═════ RAW DATA

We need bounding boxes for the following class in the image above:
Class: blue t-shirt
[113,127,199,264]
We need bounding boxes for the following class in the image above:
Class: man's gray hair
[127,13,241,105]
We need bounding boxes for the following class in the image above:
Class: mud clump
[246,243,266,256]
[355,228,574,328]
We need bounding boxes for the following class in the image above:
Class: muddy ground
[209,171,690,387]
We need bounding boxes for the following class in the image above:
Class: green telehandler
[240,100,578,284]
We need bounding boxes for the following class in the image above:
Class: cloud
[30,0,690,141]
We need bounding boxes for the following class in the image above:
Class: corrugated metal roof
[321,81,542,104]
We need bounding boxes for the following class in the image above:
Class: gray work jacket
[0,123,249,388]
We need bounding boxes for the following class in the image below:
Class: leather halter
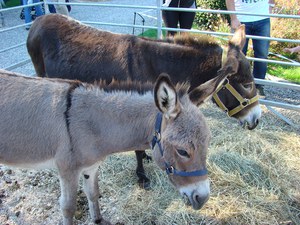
[151,113,207,177]
[213,78,259,116]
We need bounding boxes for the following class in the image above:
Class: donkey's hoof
[95,218,112,225]
[138,178,151,190]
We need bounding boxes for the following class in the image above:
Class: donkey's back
[0,70,69,168]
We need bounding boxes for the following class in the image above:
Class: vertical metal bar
[43,0,50,14]
[132,12,136,35]
[156,0,162,39]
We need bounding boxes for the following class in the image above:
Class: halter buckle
[154,131,161,141]
[166,166,174,174]
[241,98,249,107]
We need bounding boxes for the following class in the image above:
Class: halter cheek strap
[151,113,207,177]
[213,79,259,116]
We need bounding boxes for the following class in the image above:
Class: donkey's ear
[229,24,246,49]
[154,73,181,119]
[189,55,238,106]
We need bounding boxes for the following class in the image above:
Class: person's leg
[22,0,32,29]
[252,19,270,79]
[242,22,252,55]
[162,0,179,36]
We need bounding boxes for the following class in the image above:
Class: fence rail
[0,0,300,125]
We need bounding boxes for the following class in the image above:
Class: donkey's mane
[142,34,219,49]
[82,79,190,97]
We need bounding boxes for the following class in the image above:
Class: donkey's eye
[242,82,252,89]
[177,149,190,158]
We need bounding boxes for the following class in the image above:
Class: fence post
[156,0,162,39]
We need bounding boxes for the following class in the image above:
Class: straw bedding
[0,103,300,225]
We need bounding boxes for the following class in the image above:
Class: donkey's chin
[179,179,210,210]
[239,104,261,130]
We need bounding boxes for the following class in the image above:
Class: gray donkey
[0,62,237,225]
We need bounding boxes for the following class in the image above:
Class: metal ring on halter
[241,99,249,107]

══════════

EXERCISE
From the data above, pull out every line that contains the word "donkey" and list those lines unchanged.

RESULT FOR THIS EXERCISE
Class: donkey's hoof
Class: donkey's back
Class: donkey's ear
Class: donkey's mane
Class: donkey's eye
Class: donkey's chin
Class: gray donkey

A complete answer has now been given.